## start Recorded information
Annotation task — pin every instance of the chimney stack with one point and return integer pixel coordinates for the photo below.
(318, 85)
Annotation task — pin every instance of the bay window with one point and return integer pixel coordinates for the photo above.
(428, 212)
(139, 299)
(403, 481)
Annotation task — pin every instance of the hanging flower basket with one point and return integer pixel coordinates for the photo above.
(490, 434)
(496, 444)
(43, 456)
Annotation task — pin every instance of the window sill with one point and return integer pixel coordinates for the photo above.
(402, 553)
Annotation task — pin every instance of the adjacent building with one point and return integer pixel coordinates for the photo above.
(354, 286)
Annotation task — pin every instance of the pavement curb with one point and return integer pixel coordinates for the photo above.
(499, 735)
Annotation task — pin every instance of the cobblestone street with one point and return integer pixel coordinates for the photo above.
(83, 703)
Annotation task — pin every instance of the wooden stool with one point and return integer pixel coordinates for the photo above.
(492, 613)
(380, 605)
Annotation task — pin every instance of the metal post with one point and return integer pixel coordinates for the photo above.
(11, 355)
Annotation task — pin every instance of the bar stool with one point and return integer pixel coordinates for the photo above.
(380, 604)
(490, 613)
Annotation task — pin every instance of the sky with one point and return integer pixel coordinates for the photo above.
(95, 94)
## end Recorded information
What the exercise asks - Reproduce every entry above verbatim, line for line, with no changes.

Answer -
Annotation task — pin every instance of the chimney stack with one point and return integer pixel coordinates for the photo below.
(318, 85)
Annotation task — pin every instance of the bay window with one point and return integer pixel coordinates for the photo above.
(428, 212)
(139, 299)
(403, 481)
Annotation task — pin every instance of the hanging flower basket with one point and return integer pixel coordinates for the photo above.
(490, 434)
(496, 444)
(43, 456)
Annotation task — pin every instance of the window sill with one point and return integer pixel coordinates for the photo above.
(402, 553)
Annotation task — pin every instance of the adjacent building with one point and return integer pixel coordinates for the photo above.
(354, 286)
Annotation task — pin every instance of the pavement curb with one point and return integer pixel coordinates for the photo above.
(499, 735)
Annotation task — pin every instance of the cobblestone street with one point and return integer pixel coordinates for the photo above.
(83, 703)
Annotation task — pin every instance of the wooden stool with one point and return integer pixel coordinates for the photo above.
(492, 613)
(380, 605)
Annotation task — pin every instance of the metal post with one point and return integer pixel coordinates for the photo above.
(11, 355)
Annotation task — pin every instance of the bar stool with one point and return integer pixel coordinates for the photo above.
(380, 604)
(490, 613)
Annotation task — pin every instance of the sky with one point and return integer pixel coordinates for the photo above.
(95, 94)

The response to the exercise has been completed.